** START Dataset records **
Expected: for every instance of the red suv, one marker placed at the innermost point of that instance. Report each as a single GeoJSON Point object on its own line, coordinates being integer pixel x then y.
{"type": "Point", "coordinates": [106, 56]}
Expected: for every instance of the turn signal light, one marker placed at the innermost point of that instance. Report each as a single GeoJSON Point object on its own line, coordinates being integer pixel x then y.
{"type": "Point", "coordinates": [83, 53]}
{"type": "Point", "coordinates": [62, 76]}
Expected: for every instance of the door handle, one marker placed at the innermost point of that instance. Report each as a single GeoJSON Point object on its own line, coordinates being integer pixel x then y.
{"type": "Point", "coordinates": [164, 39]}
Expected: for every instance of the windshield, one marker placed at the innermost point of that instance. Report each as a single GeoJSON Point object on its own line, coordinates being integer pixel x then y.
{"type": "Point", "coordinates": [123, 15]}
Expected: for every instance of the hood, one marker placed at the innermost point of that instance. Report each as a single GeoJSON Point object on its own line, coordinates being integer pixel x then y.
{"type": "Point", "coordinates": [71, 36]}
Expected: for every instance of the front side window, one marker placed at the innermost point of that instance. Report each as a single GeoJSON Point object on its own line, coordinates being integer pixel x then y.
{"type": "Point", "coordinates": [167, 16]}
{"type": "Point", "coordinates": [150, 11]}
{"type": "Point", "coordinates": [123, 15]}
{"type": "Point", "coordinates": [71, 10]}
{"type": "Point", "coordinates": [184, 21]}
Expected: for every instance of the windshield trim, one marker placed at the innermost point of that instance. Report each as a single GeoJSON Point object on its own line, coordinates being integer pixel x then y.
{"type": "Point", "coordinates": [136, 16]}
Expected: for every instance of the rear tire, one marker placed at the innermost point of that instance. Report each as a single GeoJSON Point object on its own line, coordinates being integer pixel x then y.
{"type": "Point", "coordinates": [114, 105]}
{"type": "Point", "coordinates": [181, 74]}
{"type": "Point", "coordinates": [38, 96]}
** END Dataset records **
**Task objective**
Reproduce every item above word for word, keeping the original order.

**Output for this task**
Expected: for every instance of the red suv, one marker placed at the innermost point of that instance. Report each as a single GeoJSON Point object on its own line, coordinates being integer pixel x then y.
{"type": "Point", "coordinates": [106, 56]}
Expected: for every instance of the turn signal light, one marker placed at the innermost point of that instance. Report each as a single GeoJSON Point object on its own line, coordinates being integer pixel x then y.
{"type": "Point", "coordinates": [83, 53]}
{"type": "Point", "coordinates": [62, 76]}
Expected: for every instance of the door handle, one marker placed at the innermost point of that instance. Report each as a single GeoJSON Point object on its own line, coordinates being integer pixel x then y.
{"type": "Point", "coordinates": [164, 39]}
Expected: for every instance of the windshield, one marker placed at the innermost point of that instance. Report each as a single GeoJSON Point object on its own line, coordinates being integer pixel x then y.
{"type": "Point", "coordinates": [123, 15]}
Expected: for every instance of the hood, one marker placed at the innermost point of that instance. Report each as a single GeoJSON Point object on its own line, coordinates being integer pixel x then y.
{"type": "Point", "coordinates": [71, 36]}
Expected: for every instance of the front side window, one marker placed at the innermost point of that instance. Report each as a single GeoJSON Point object on its own line, coordinates being integer pixel x then y.
{"type": "Point", "coordinates": [167, 16]}
{"type": "Point", "coordinates": [150, 11]}
{"type": "Point", "coordinates": [123, 15]}
{"type": "Point", "coordinates": [71, 10]}
{"type": "Point", "coordinates": [184, 21]}
Expected: for every instance of the windshield trim, one marker placed at the innermost point of that instance. Report each as a single GeoJSON Point object on its own line, coordinates being integer pixel x then y.
{"type": "Point", "coordinates": [136, 16]}
Expected: for every instance of the rear tire, one marker placed at the innermost point of that instance. Report each as a single GeoJSON Point object on its own line, coordinates being integer pixel x then y.
{"type": "Point", "coordinates": [114, 105]}
{"type": "Point", "coordinates": [181, 74]}
{"type": "Point", "coordinates": [38, 96]}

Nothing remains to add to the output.